**Work to be completed**: Copy the listing below character for character, from the line with "Can you see the bush" to the line with "column 310, row 139", including both of those lines.

**Extracted data**:
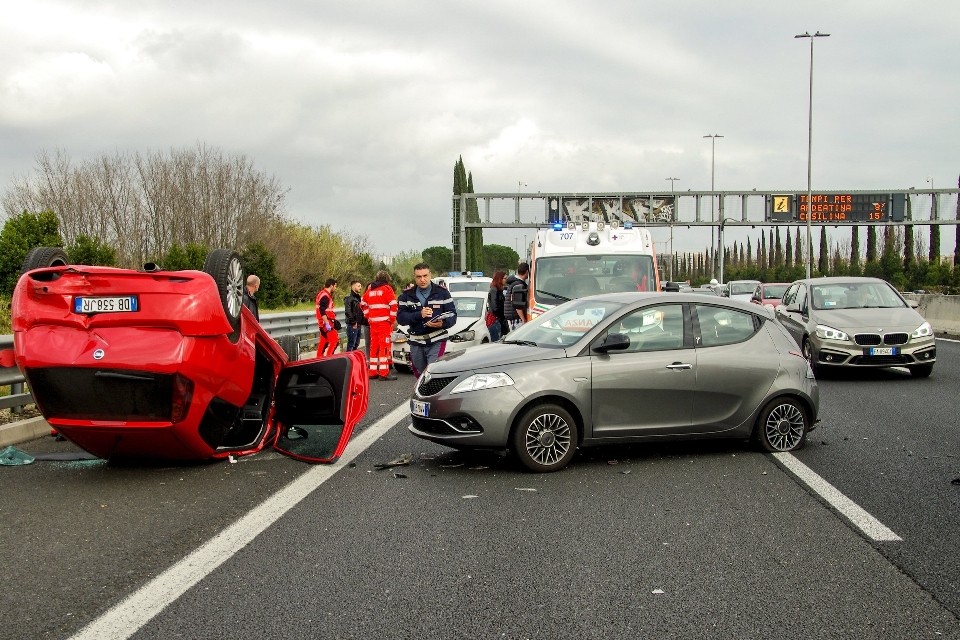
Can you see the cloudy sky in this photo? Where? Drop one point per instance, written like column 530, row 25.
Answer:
column 361, row 108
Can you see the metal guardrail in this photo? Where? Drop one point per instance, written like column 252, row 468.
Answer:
column 298, row 323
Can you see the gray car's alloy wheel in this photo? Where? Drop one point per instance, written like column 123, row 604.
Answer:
column 783, row 425
column 545, row 438
column 224, row 265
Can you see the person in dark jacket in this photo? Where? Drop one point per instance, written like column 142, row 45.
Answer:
column 515, row 296
column 353, row 315
column 249, row 296
column 495, row 305
column 417, row 306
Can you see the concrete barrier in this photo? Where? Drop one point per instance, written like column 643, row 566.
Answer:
column 942, row 312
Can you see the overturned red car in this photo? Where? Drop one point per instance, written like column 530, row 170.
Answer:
column 169, row 364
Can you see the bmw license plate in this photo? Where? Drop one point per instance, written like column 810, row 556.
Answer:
column 105, row 304
column 418, row 408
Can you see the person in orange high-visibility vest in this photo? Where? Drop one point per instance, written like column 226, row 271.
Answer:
column 326, row 317
column 379, row 305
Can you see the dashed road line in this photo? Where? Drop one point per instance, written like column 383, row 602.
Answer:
column 127, row 617
column 857, row 515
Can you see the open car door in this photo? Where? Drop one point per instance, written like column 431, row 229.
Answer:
column 318, row 403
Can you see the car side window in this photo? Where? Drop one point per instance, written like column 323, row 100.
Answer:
column 801, row 297
column 788, row 296
column 720, row 325
column 651, row 328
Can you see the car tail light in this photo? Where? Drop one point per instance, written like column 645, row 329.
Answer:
column 182, row 395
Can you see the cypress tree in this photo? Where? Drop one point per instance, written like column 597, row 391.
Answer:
column 855, row 251
column 823, row 264
column 788, row 252
column 871, row 244
column 798, row 250
column 778, row 256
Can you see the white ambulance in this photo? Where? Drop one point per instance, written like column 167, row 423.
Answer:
column 576, row 259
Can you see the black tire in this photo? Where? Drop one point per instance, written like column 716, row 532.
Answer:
column 808, row 353
column 921, row 370
column 290, row 346
column 41, row 257
column 225, row 268
column 782, row 426
column 545, row 438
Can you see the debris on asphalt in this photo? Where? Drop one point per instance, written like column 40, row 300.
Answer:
column 401, row 461
column 13, row 457
column 64, row 456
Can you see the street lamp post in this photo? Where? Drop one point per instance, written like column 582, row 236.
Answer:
column 810, row 146
column 713, row 157
column 672, row 180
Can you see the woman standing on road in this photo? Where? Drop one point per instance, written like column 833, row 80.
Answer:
column 495, row 317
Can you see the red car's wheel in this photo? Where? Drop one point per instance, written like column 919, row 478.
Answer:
column 40, row 257
column 225, row 268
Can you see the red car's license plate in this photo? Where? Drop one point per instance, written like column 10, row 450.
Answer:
column 105, row 304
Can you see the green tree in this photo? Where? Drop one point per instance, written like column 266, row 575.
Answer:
column 823, row 265
column 497, row 257
column 87, row 250
column 20, row 234
column 440, row 259
column 855, row 251
column 191, row 256
column 259, row 261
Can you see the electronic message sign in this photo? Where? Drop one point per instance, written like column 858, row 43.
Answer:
column 833, row 208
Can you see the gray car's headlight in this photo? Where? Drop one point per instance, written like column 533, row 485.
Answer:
column 483, row 381
column 925, row 330
column 829, row 333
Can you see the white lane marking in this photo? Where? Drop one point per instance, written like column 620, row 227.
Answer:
column 127, row 617
column 857, row 515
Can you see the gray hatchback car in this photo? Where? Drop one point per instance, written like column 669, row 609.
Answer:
column 622, row 368
column 857, row 322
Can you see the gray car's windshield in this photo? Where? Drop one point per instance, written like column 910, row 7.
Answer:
column 855, row 295
column 741, row 288
column 564, row 325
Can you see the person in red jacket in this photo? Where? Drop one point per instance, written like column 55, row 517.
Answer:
column 326, row 317
column 379, row 305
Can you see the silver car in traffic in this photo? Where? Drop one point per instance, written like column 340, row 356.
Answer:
column 857, row 322
column 622, row 368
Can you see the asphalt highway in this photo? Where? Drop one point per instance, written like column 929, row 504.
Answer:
column 704, row 540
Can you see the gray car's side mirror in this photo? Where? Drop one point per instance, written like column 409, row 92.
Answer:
column 613, row 342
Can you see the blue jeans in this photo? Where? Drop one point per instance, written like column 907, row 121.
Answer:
column 353, row 337
column 423, row 354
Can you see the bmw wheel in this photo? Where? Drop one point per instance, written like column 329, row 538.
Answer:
column 545, row 438
column 224, row 265
column 783, row 425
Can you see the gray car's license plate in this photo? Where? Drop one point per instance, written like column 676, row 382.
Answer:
column 105, row 304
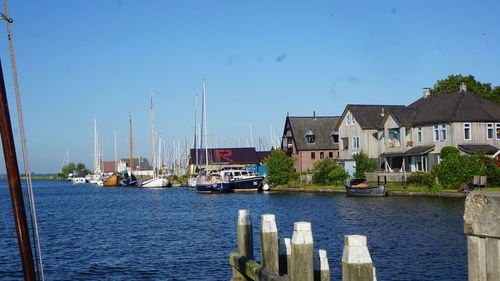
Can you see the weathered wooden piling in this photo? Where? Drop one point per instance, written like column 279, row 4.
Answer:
column 285, row 253
column 321, row 267
column 482, row 227
column 269, row 249
column 302, row 257
column 357, row 264
column 245, row 240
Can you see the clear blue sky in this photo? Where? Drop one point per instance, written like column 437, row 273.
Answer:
column 80, row 60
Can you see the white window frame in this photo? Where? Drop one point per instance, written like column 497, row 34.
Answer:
column 489, row 127
column 420, row 134
column 467, row 131
column 356, row 143
column 439, row 132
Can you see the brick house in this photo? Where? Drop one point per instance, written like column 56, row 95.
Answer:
column 309, row 139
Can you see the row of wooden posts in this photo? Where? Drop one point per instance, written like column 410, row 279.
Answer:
column 294, row 259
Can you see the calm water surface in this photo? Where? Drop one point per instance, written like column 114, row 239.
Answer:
column 98, row 233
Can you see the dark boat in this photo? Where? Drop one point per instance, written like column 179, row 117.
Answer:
column 212, row 183
column 242, row 180
column 359, row 187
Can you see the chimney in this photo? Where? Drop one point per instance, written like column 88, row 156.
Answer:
column 463, row 87
column 427, row 92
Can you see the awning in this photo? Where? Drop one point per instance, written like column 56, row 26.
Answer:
column 478, row 148
column 414, row 151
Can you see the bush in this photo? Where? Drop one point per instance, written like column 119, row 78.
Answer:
column 449, row 151
column 421, row 179
column 279, row 167
column 363, row 165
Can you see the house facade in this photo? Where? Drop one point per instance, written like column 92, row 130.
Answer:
column 358, row 128
column 412, row 137
column 310, row 139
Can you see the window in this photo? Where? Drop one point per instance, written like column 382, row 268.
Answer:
column 335, row 137
column 310, row 137
column 440, row 132
column 420, row 134
column 355, row 143
column 489, row 131
column 466, row 131
column 394, row 138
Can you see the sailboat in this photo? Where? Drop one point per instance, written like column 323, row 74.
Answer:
column 207, row 181
column 128, row 177
column 158, row 180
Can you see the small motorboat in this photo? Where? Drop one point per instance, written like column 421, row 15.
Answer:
column 360, row 187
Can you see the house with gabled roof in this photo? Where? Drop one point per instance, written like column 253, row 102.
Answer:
column 412, row 137
column 309, row 139
column 358, row 128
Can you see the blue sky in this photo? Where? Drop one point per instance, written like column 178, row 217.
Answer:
column 80, row 60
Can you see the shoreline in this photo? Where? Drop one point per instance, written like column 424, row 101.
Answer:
column 439, row 194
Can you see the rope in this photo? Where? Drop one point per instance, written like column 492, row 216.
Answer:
column 27, row 170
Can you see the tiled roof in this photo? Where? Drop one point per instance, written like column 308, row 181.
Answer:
column 478, row 148
column 454, row 107
column 369, row 116
column 321, row 127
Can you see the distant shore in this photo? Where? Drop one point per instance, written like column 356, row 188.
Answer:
column 440, row 194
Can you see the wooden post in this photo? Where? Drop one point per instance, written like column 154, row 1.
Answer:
column 302, row 258
column 481, row 217
column 269, row 250
column 321, row 267
column 285, row 253
column 245, row 240
column 357, row 264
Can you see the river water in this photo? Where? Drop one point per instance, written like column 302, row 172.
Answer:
column 101, row 233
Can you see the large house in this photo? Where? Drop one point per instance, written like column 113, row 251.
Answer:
column 309, row 139
column 412, row 137
column 358, row 129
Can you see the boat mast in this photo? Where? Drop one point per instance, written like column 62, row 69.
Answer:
column 205, row 124
column 196, row 132
column 153, row 136
column 131, row 160
column 16, row 192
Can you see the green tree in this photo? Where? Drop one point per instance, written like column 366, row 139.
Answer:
column 452, row 83
column 363, row 165
column 321, row 170
column 279, row 167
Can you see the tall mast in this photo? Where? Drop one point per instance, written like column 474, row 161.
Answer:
column 153, row 136
column 16, row 192
column 131, row 160
column 196, row 132
column 205, row 118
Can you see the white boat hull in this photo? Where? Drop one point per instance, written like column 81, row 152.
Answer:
column 155, row 182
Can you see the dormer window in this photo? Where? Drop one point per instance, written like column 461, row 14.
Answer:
column 310, row 137
column 335, row 137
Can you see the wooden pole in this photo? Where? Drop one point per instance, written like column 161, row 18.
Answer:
column 245, row 240
column 269, row 250
column 285, row 252
column 16, row 193
column 321, row 267
column 301, row 265
column 357, row 264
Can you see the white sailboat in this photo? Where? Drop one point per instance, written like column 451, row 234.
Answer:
column 159, row 179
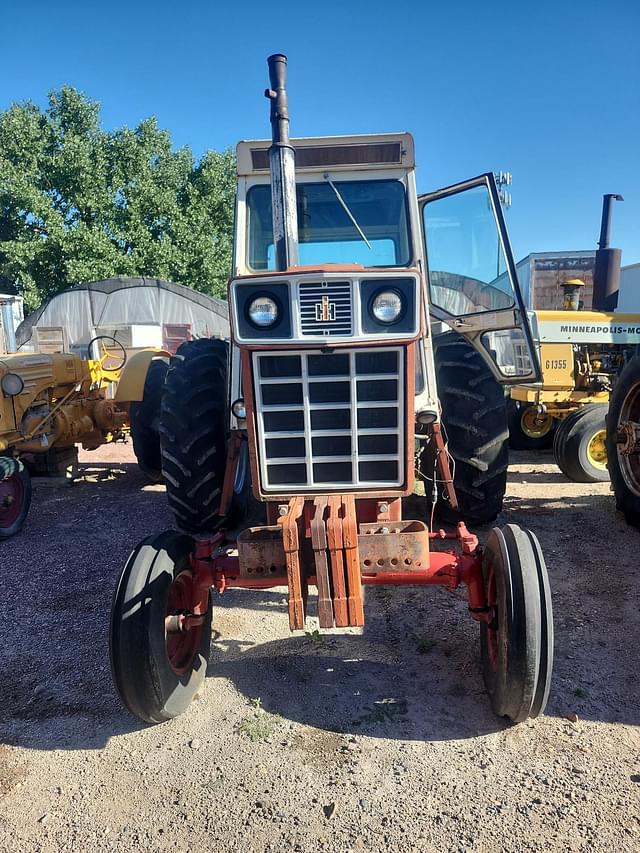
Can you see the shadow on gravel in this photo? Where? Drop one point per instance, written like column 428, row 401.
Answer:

**Full response**:
Can you see the bush in this photo? Where? Drop one point per instance, written like column 119, row 78.
Answer:
column 449, row 151
column 421, row 179
column 279, row 167
column 363, row 165
Can you see the house facade in this photo? Where? Drop one point per instance, written like column 92, row 130.
Answer:
column 358, row 128
column 412, row 137
column 310, row 139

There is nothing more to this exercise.